Turn every line of the data below into a Markdown table with the columns Number and Text, skipping any blank lines. Leave the pictures out of your answer.

* Raw records:
— BEGIN —
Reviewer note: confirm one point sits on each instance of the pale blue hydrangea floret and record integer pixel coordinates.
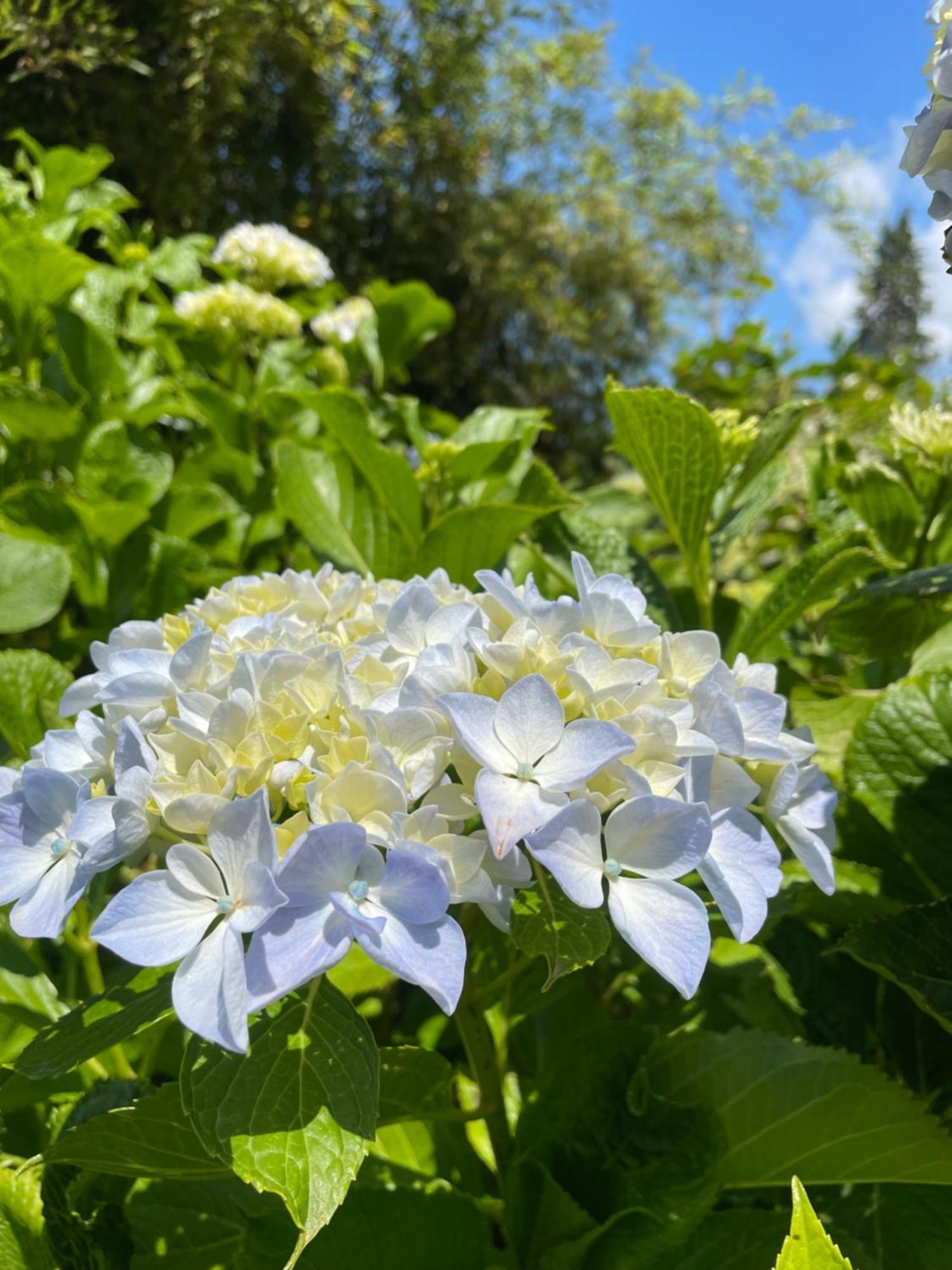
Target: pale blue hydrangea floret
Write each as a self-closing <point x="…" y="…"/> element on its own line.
<point x="54" y="839"/>
<point x="172" y="914"/>
<point x="407" y="740"/>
— END —
* Written answer:
| Number | Text |
|---|---|
| 1 | Reviewer note: confirm one point sits on each instance of the pale blue hydrangea floret and record integer pixel coordinates. |
| 2 | Target: pale blue hydrangea floret |
| 3 | Write each as a self-closing <point x="…" y="…"/> element on its own line. |
| 4 | <point x="54" y="839"/> |
| 5 | <point x="172" y="914"/> |
| 6 | <point x="407" y="740"/> |